Data excerpts:
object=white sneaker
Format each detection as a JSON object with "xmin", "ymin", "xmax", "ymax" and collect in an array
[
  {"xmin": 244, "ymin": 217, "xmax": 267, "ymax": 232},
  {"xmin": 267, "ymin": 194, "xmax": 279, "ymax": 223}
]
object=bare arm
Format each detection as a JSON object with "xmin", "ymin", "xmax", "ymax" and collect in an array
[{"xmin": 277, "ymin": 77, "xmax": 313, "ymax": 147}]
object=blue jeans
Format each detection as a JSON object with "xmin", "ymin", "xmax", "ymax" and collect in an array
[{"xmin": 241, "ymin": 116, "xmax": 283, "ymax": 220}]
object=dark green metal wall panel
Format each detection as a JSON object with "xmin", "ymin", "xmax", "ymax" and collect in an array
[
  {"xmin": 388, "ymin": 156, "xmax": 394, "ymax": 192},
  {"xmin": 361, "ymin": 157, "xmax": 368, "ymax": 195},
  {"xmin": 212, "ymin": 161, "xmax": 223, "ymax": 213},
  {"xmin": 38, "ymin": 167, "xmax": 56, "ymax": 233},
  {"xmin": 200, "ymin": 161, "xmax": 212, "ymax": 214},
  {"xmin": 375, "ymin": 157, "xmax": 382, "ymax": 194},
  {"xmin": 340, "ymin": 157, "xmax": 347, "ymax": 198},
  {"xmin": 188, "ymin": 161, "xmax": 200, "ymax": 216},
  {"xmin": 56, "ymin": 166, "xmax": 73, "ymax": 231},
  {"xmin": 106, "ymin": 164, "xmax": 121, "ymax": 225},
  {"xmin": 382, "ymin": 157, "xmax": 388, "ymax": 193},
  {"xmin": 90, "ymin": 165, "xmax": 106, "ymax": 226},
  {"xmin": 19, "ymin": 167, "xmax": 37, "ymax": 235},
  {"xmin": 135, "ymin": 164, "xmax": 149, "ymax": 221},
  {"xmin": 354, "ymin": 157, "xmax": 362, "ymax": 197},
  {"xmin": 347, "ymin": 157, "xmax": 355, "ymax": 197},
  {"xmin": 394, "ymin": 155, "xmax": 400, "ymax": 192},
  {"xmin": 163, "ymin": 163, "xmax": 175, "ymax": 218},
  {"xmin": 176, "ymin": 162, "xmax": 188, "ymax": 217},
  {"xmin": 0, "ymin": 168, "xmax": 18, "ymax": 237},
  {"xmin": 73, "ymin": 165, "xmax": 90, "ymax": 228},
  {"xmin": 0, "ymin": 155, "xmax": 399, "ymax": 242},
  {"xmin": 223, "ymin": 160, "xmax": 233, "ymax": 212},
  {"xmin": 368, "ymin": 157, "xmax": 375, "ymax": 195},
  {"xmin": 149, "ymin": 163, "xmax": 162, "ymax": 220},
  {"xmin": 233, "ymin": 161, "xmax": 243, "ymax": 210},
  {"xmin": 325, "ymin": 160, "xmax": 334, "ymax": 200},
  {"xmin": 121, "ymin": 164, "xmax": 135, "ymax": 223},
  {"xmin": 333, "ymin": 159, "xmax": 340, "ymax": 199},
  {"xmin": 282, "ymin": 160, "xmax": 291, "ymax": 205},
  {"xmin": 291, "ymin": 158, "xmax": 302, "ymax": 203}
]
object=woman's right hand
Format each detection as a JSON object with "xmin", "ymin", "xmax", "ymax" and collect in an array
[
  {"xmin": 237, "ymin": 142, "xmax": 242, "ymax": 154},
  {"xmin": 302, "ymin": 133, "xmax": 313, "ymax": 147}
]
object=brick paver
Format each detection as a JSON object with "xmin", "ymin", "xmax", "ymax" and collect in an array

Required work:
Every entry must be duplicated exactly as it was written.

Written response:
object=white sneaker
Format each detection as a JSON object with "xmin", "ymin", "xmax", "ymax" and collect in an array
[
  {"xmin": 244, "ymin": 217, "xmax": 267, "ymax": 232},
  {"xmin": 267, "ymin": 194, "xmax": 279, "ymax": 223}
]
object=bare arm
Format each detection as a JSON object with "xmin", "ymin", "xmax", "ymax" and collect in an array
[{"xmin": 277, "ymin": 77, "xmax": 313, "ymax": 147}]
object=blue jeans
Format each detection as a JSON object with "xmin", "ymin", "xmax", "ymax" and collect in an array
[{"xmin": 241, "ymin": 116, "xmax": 283, "ymax": 220}]
object=dark green metal wall panel
Format each detection as a JSON object with "xmin", "ymin", "xmax", "ymax" and collect in an array
[
  {"xmin": 388, "ymin": 156, "xmax": 394, "ymax": 192},
  {"xmin": 361, "ymin": 157, "xmax": 368, "ymax": 195},
  {"xmin": 212, "ymin": 161, "xmax": 223, "ymax": 213},
  {"xmin": 38, "ymin": 167, "xmax": 56, "ymax": 233},
  {"xmin": 200, "ymin": 161, "xmax": 212, "ymax": 214},
  {"xmin": 375, "ymin": 157, "xmax": 382, "ymax": 194},
  {"xmin": 340, "ymin": 157, "xmax": 347, "ymax": 198},
  {"xmin": 188, "ymin": 161, "xmax": 200, "ymax": 216},
  {"xmin": 56, "ymin": 166, "xmax": 73, "ymax": 231},
  {"xmin": 106, "ymin": 164, "xmax": 121, "ymax": 225},
  {"xmin": 382, "ymin": 157, "xmax": 388, "ymax": 193},
  {"xmin": 90, "ymin": 165, "xmax": 106, "ymax": 226},
  {"xmin": 19, "ymin": 167, "xmax": 37, "ymax": 235},
  {"xmin": 135, "ymin": 164, "xmax": 149, "ymax": 221},
  {"xmin": 354, "ymin": 157, "xmax": 362, "ymax": 197},
  {"xmin": 347, "ymin": 157, "xmax": 355, "ymax": 197},
  {"xmin": 394, "ymin": 155, "xmax": 400, "ymax": 192},
  {"xmin": 163, "ymin": 163, "xmax": 175, "ymax": 218},
  {"xmin": 176, "ymin": 162, "xmax": 188, "ymax": 217},
  {"xmin": 0, "ymin": 168, "xmax": 18, "ymax": 237},
  {"xmin": 73, "ymin": 165, "xmax": 90, "ymax": 228},
  {"xmin": 0, "ymin": 155, "xmax": 399, "ymax": 242},
  {"xmin": 223, "ymin": 160, "xmax": 233, "ymax": 212},
  {"xmin": 368, "ymin": 157, "xmax": 375, "ymax": 195},
  {"xmin": 149, "ymin": 163, "xmax": 162, "ymax": 220},
  {"xmin": 233, "ymin": 161, "xmax": 243, "ymax": 210},
  {"xmin": 325, "ymin": 160, "xmax": 334, "ymax": 200},
  {"xmin": 121, "ymin": 164, "xmax": 135, "ymax": 223},
  {"xmin": 333, "ymin": 159, "xmax": 340, "ymax": 199},
  {"xmin": 282, "ymin": 160, "xmax": 291, "ymax": 205},
  {"xmin": 291, "ymin": 158, "xmax": 302, "ymax": 203}
]
object=woman's right hand
Format each detection as a JSON object with "xmin", "ymin", "xmax", "ymax" and collect in an array
[
  {"xmin": 237, "ymin": 142, "xmax": 242, "ymax": 154},
  {"xmin": 302, "ymin": 133, "xmax": 313, "ymax": 147}
]
object=brick paver
Format each detection as a JSON object with "xmin", "ymin", "xmax", "ymax" and collect in an array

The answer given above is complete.